§ **DIRECTIONS**
Please extract every line in the items below that contains the word "flag", copying each line in full.

(Dataset records on object locations)
++++

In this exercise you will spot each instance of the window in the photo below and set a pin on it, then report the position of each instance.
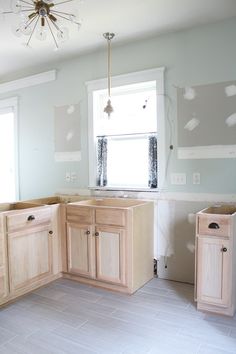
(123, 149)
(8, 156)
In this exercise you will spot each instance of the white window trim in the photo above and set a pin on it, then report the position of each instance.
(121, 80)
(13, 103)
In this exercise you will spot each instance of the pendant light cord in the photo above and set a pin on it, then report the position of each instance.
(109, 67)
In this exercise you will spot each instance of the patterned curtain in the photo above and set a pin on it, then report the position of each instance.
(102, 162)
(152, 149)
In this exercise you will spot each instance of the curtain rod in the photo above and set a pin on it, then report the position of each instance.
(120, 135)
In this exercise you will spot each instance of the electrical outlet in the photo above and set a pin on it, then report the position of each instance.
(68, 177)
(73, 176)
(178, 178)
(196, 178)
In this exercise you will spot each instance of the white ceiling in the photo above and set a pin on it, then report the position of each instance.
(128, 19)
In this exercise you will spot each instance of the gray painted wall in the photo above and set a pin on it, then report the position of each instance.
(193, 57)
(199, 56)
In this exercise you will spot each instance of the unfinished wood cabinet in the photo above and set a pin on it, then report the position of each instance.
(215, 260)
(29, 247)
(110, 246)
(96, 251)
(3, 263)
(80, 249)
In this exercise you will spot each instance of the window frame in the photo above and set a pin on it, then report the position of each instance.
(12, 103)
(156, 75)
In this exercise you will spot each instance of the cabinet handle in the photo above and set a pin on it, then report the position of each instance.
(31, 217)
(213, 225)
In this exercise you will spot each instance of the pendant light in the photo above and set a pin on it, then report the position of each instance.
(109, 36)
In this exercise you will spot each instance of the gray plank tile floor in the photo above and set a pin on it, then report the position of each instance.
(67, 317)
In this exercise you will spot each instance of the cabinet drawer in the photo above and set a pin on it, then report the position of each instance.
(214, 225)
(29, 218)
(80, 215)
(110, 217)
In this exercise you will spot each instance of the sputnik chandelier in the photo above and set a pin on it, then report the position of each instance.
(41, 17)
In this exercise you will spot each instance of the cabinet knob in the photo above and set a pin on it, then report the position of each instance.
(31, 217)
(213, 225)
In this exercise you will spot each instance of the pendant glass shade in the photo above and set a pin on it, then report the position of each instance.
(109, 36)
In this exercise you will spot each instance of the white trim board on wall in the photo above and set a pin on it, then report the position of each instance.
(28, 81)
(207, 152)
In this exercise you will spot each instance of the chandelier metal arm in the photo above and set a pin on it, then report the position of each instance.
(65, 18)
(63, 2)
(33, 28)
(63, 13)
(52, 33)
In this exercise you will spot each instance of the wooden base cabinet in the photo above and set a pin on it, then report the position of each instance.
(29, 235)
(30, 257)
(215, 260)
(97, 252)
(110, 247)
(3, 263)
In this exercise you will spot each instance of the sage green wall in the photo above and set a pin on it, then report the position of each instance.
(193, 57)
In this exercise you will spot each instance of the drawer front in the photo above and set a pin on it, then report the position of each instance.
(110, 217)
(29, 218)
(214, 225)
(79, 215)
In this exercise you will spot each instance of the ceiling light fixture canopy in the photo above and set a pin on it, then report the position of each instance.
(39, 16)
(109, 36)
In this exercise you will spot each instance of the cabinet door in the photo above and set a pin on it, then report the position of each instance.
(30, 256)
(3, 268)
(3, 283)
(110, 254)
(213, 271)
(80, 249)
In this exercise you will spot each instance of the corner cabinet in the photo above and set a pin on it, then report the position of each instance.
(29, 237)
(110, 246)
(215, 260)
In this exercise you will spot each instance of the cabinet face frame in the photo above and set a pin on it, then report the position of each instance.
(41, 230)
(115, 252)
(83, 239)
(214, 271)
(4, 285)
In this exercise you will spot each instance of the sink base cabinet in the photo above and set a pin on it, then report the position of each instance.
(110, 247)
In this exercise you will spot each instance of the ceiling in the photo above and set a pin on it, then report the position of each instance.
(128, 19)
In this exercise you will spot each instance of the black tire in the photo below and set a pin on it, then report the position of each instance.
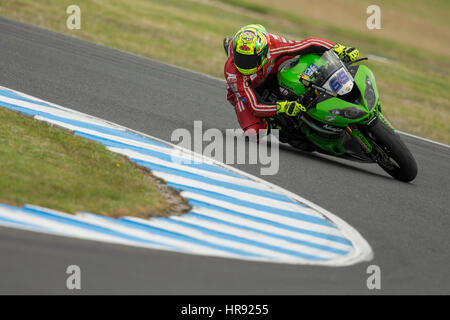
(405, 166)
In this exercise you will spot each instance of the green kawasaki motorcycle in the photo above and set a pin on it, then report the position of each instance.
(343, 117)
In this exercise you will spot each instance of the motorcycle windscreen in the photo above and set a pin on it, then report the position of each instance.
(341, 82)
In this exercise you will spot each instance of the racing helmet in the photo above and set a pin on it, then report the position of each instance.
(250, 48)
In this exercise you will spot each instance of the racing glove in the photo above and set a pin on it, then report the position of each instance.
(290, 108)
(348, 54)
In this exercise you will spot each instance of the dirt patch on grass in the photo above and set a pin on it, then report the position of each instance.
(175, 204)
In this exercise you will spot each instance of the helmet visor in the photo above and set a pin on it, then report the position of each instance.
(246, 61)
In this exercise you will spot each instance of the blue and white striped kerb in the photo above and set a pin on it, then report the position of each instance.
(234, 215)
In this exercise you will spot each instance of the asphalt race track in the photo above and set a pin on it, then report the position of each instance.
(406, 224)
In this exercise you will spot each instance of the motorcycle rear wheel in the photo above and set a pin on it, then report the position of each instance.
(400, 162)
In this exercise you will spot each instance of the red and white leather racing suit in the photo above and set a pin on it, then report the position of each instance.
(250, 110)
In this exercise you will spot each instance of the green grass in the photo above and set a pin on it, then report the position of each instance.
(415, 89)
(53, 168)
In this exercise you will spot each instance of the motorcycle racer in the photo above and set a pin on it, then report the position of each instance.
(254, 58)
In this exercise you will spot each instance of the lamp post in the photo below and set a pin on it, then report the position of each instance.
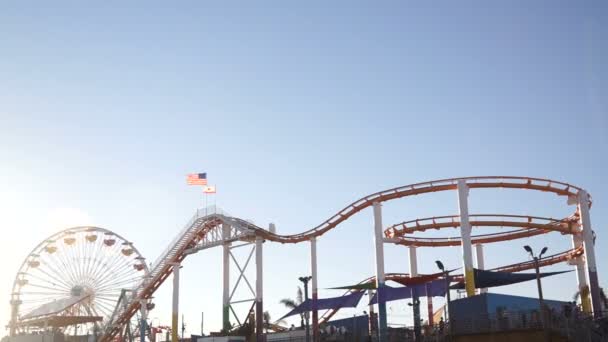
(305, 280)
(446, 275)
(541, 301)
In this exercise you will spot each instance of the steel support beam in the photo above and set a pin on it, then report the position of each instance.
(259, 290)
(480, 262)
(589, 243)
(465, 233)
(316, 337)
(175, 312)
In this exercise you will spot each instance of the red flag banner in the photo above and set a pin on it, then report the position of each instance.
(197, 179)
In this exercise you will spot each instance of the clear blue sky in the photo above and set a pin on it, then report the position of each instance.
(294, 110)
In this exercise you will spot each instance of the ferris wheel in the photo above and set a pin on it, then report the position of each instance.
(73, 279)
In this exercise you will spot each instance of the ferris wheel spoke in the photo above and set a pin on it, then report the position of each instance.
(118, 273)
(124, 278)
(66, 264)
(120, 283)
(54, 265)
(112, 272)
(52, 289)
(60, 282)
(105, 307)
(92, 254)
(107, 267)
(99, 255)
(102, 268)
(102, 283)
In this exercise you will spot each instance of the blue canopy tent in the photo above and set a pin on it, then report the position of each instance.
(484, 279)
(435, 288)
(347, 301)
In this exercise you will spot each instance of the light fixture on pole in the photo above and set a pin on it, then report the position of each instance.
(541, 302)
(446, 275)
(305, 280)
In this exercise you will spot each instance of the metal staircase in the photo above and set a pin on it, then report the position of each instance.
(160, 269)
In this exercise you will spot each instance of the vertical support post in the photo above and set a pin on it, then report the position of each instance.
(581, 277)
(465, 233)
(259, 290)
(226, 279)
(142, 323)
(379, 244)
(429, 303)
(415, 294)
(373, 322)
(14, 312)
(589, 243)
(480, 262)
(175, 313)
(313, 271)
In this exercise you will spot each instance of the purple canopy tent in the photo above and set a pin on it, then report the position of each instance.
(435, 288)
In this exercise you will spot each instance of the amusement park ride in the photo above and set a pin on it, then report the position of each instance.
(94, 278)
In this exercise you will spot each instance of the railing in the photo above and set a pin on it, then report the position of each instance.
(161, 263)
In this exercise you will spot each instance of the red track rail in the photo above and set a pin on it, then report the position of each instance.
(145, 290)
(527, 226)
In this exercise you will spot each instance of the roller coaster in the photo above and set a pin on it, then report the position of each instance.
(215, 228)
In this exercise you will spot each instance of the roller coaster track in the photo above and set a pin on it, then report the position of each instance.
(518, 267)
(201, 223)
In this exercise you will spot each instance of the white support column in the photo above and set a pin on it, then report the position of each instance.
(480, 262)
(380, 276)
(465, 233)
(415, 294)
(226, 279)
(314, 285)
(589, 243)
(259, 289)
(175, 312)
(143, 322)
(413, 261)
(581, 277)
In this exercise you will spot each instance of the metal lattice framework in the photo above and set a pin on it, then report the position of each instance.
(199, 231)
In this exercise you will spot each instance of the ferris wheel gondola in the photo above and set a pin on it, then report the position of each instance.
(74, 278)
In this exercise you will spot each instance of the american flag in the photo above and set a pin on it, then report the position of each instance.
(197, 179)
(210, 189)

++++

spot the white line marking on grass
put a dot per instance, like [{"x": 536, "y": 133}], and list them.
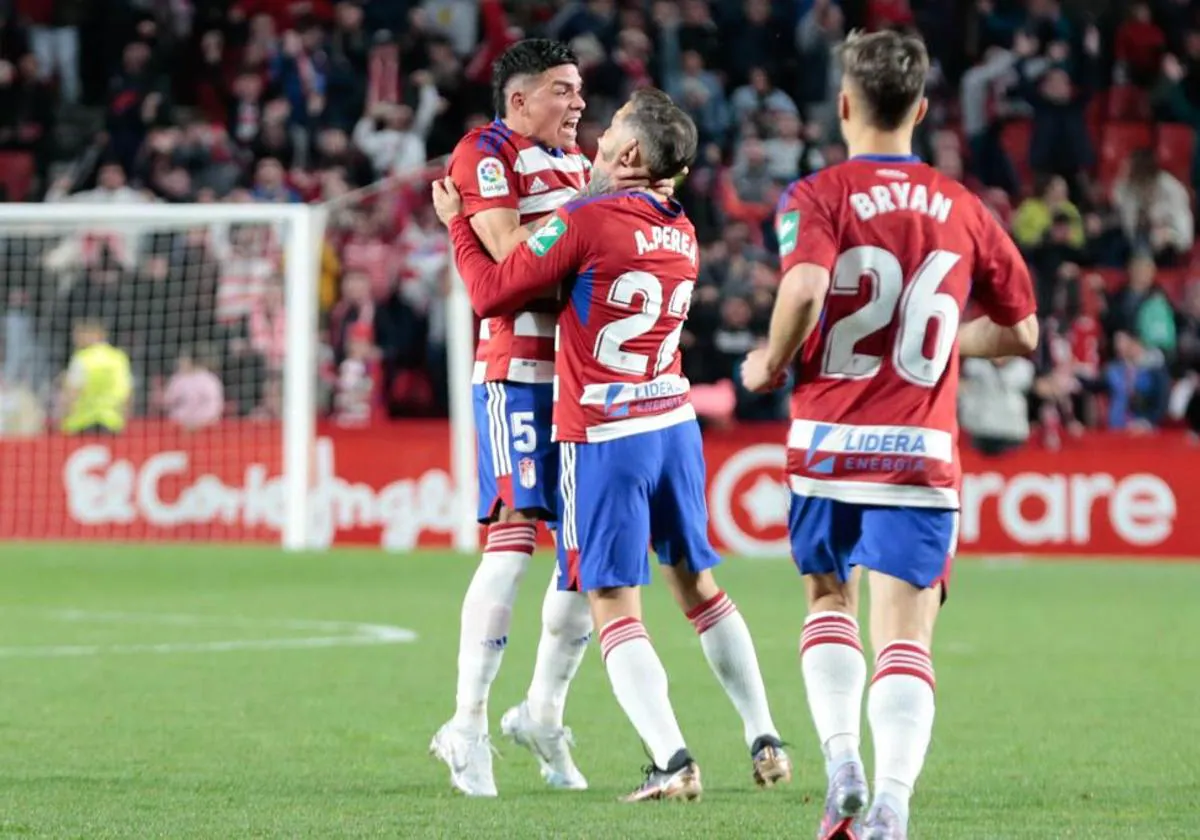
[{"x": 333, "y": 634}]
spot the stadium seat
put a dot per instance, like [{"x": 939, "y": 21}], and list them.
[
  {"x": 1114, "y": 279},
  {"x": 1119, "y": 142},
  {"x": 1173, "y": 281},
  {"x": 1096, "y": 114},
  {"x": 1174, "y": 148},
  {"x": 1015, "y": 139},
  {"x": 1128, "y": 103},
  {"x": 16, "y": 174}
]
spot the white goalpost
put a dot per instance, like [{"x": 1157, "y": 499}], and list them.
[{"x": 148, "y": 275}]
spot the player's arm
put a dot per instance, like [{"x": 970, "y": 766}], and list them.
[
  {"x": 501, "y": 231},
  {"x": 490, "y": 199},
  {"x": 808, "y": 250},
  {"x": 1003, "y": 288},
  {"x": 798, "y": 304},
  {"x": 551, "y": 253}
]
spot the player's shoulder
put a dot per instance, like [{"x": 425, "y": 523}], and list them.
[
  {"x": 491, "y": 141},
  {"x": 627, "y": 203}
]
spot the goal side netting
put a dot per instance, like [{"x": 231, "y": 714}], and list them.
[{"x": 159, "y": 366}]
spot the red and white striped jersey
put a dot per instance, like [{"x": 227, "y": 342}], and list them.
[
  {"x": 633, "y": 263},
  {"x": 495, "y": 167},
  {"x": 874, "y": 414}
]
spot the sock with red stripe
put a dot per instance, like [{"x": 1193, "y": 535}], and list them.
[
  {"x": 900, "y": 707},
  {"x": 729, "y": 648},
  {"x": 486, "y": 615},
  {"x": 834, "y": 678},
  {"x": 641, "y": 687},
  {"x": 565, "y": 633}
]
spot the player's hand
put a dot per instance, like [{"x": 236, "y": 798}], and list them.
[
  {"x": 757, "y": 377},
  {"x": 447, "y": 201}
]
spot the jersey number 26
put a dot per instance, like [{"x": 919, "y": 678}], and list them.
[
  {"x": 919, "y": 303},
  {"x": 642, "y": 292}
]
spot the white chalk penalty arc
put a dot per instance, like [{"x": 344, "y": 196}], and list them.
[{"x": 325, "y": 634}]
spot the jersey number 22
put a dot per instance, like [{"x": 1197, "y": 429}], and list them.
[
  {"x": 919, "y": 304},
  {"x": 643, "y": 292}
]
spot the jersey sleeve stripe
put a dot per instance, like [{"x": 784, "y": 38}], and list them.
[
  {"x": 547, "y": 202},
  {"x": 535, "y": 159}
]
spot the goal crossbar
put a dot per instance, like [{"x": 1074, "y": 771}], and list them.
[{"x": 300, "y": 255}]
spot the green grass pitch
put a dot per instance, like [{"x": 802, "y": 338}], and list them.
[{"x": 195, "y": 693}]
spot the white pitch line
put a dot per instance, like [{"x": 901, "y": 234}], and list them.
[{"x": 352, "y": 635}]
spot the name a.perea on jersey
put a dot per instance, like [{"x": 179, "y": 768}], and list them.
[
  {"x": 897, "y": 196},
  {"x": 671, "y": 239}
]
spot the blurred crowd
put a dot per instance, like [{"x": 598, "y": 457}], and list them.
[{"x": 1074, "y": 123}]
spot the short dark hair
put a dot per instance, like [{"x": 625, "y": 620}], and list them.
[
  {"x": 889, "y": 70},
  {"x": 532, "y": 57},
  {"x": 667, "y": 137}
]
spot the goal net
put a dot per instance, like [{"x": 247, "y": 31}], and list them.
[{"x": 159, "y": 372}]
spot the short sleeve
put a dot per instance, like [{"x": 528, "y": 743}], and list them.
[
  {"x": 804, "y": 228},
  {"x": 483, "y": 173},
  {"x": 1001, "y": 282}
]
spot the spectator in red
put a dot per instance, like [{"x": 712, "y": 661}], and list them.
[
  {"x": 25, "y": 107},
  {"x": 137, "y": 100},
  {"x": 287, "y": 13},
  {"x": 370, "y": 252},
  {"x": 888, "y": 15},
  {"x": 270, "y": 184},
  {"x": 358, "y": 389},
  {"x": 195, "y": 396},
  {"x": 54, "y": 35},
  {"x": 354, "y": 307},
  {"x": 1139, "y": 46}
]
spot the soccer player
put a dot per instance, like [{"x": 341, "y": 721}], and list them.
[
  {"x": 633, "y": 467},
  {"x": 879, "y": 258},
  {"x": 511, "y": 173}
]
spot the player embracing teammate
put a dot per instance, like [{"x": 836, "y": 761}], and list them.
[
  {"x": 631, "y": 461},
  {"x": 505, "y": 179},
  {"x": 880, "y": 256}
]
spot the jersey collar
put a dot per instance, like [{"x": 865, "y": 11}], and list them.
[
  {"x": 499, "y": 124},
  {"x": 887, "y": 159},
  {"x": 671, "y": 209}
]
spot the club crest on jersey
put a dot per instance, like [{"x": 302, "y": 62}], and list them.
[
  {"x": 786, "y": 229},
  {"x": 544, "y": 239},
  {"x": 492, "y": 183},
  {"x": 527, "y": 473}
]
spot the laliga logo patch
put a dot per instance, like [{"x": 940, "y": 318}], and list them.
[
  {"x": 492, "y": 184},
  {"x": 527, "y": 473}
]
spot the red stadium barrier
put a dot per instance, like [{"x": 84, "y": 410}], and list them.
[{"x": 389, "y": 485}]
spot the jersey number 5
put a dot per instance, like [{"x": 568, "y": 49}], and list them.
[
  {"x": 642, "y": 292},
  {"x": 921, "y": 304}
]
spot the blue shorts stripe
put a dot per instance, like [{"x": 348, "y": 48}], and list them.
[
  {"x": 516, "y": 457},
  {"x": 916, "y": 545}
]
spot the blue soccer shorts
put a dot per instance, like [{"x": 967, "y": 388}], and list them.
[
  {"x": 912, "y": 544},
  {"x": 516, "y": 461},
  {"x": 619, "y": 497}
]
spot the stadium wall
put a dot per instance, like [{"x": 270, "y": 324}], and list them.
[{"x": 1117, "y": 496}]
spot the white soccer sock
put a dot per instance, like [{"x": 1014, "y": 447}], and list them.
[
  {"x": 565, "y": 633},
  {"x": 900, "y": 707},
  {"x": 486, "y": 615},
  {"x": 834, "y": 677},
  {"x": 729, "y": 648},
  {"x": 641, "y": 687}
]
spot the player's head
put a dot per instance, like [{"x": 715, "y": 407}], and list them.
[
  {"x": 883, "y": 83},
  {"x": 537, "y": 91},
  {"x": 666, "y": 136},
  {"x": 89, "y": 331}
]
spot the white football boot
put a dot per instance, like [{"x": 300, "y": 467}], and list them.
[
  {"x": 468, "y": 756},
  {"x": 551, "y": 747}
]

++++

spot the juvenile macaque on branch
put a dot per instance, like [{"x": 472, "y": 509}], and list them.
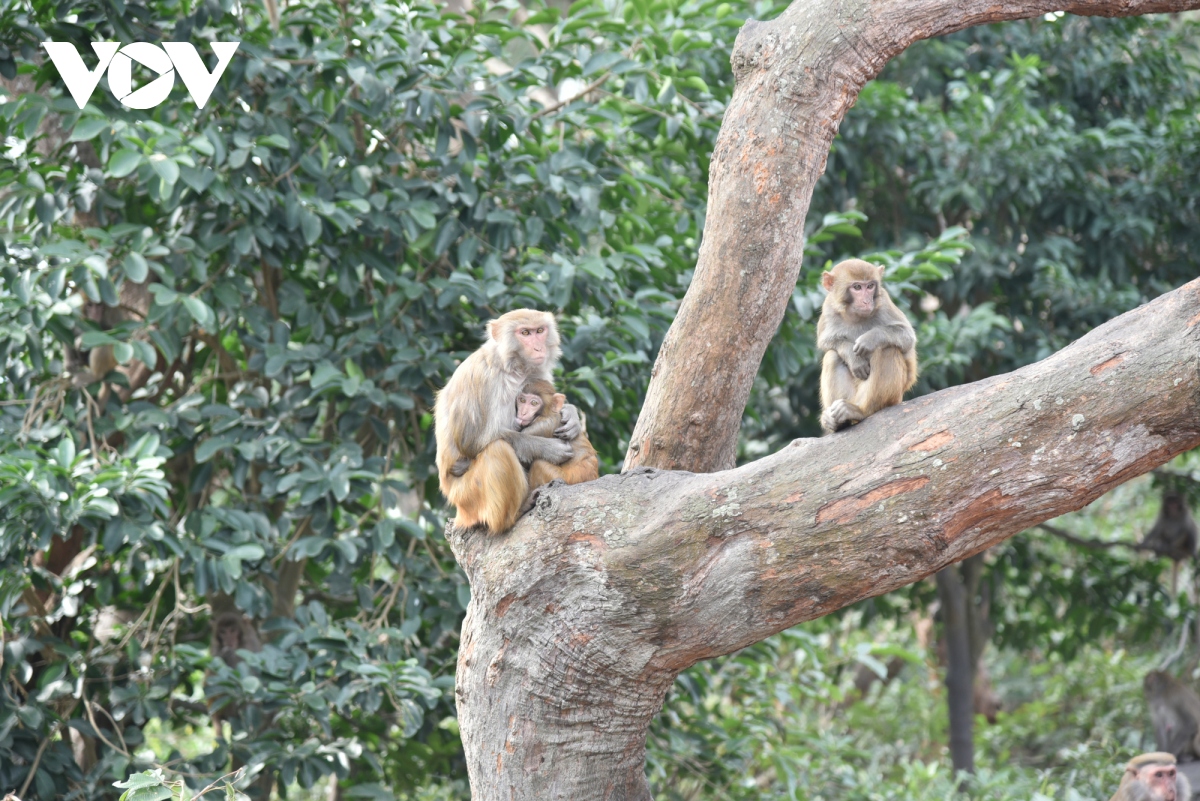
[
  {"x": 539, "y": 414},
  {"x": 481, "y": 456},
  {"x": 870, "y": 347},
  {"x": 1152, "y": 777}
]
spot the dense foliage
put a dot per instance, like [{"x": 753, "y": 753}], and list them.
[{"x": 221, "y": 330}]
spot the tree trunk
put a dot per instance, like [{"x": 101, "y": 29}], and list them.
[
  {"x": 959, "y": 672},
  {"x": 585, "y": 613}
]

++++

§ **SOLUTION BELOW**
In this exercise you will spot each instance of the red flag banner in the photo above and set a pin on it, then report the position of each instance.
In this exercise you will spot each instance of the american flag in the photo above and set a pin on it, then report the position of each instance.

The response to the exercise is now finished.